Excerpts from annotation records

-- begin --

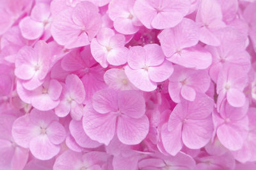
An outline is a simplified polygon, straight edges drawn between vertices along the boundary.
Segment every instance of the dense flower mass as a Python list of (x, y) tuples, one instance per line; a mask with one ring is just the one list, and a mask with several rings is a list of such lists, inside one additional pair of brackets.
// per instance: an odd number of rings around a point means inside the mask
[(0, 170), (255, 170), (256, 0), (0, 0)]

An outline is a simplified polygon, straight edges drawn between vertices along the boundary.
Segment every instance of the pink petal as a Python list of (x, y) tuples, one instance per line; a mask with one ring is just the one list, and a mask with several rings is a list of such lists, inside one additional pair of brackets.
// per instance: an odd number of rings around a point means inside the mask
[(58, 145), (64, 141), (66, 138), (66, 131), (61, 124), (54, 121), (47, 127), (47, 135), (51, 143)]
[(246, 101), (244, 94), (234, 88), (231, 88), (227, 92), (227, 99), (234, 107), (243, 106)]
[(32, 66), (22, 64), (15, 68), (15, 74), (18, 78), (22, 80), (31, 79), (35, 73), (36, 71)]
[(32, 20), (29, 17), (24, 18), (19, 25), (22, 36), (28, 39), (38, 38), (44, 33), (43, 24)]
[(158, 66), (148, 67), (149, 78), (154, 82), (161, 82), (167, 80), (173, 72), (172, 62), (168, 60), (164, 60)]
[(143, 69), (134, 70), (128, 66), (125, 67), (125, 72), (129, 80), (135, 87), (145, 92), (154, 90), (157, 84), (149, 79), (148, 73)]
[(145, 66), (146, 58), (147, 52), (142, 46), (132, 46), (128, 53), (127, 62), (131, 68), (140, 69)]
[[(74, 162), (81, 162), (82, 153), (67, 150), (56, 159), (53, 169), (70, 170), (76, 168), (78, 165)], [(79, 165), (80, 166), (80, 165)]]
[(189, 101), (193, 101), (196, 97), (194, 89), (186, 85), (181, 87), (180, 94), (185, 99)]
[(90, 46), (92, 55), (93, 56), (94, 59), (95, 59), (102, 67), (106, 68), (108, 67), (108, 63), (106, 60), (107, 52), (106, 47), (99, 43), (96, 38), (93, 38), (92, 40)]
[(48, 94), (36, 96), (31, 99), (31, 105), (42, 111), (47, 111), (55, 108), (59, 104), (60, 101), (52, 100)]
[(148, 44), (143, 48), (146, 50), (145, 64), (148, 66), (157, 66), (164, 61), (164, 55), (159, 45)]
[(201, 28), (200, 30), (200, 41), (212, 46), (219, 46), (220, 45), (220, 40), (214, 34), (205, 27)]
[(167, 128), (167, 124), (164, 124), (161, 131), (161, 139), (164, 149), (172, 155), (175, 155), (182, 148), (181, 141), (182, 124), (173, 131), (169, 131)]
[(51, 15), (50, 6), (46, 3), (38, 3), (35, 5), (31, 11), (31, 19), (43, 22), (47, 21)]
[(131, 118), (140, 118), (146, 111), (145, 99), (141, 94), (137, 91), (119, 92), (118, 102), (120, 111)]
[[(75, 25), (72, 20), (72, 8), (67, 8), (61, 11), (53, 18), (52, 22), (51, 32), (55, 41), (61, 45), (75, 42), (81, 34), (80, 27)], [(88, 44), (89, 44), (88, 41), (86, 43), (77, 45), (77, 46), (84, 46)]]
[(92, 140), (85, 134), (83, 129), (82, 121), (71, 120), (69, 124), (69, 129), (76, 141), (82, 147), (93, 148), (102, 145), (96, 141)]
[(126, 47), (115, 48), (108, 53), (107, 61), (113, 66), (120, 66), (127, 60), (128, 49)]
[(132, 34), (139, 31), (139, 27), (134, 25), (131, 19), (123, 17), (116, 18), (114, 20), (114, 27), (116, 31), (124, 34)]
[(83, 117), (83, 106), (82, 104), (78, 104), (76, 101), (71, 103), (70, 116), (74, 120), (81, 120)]
[(92, 139), (108, 145), (115, 133), (116, 117), (111, 113), (99, 114), (88, 104), (84, 113), (83, 127), (85, 133)]
[(189, 120), (183, 125), (182, 141), (189, 148), (199, 149), (209, 142), (212, 131), (211, 117), (203, 120)]
[(148, 119), (145, 115), (140, 118), (120, 117), (117, 123), (117, 136), (124, 144), (136, 145), (146, 138), (148, 127)]
[(100, 113), (116, 111), (117, 99), (116, 91), (109, 89), (99, 90), (95, 93), (92, 97), (93, 109)]
[(29, 149), (36, 158), (48, 160), (59, 153), (60, 147), (52, 143), (47, 135), (40, 135), (30, 141)]
[(223, 124), (217, 129), (220, 141), (230, 150), (242, 148), (248, 133), (248, 117), (230, 124)]
[(62, 86), (56, 80), (51, 80), (50, 84), (48, 87), (49, 96), (52, 100), (57, 100), (59, 99), (62, 91)]
[(66, 78), (65, 83), (70, 97), (77, 103), (81, 104), (85, 99), (85, 90), (79, 78), (76, 74), (69, 74)]
[(14, 122), (12, 130), (14, 141), (24, 148), (29, 148), (30, 141), (38, 135), (33, 132), (35, 129), (34, 126), (30, 122), (28, 115), (18, 118)]
[(71, 110), (71, 104), (67, 100), (63, 99), (60, 101), (59, 105), (56, 106), (54, 109), (55, 113), (59, 117), (66, 117)]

-- end --

TASK TO CARRY OUT: Recast the lines from the start of the records through the line containing "Segment every instance of the dense" as a JSON list of strings, one string per line, with blank lines omitted. Leave the pictures out of the answer.

COMPLETED EXERCISE:
[
  "An outline is a simplified polygon, straight edges drawn between vertices along the boundary.",
  "Segment every instance of the dense flower mass as a Python list of (x, y) tuples, one instance per line; a mask with one ring is just the one list, and a mask with several rings is a list of such lists, inside one additional pair of brackets."
]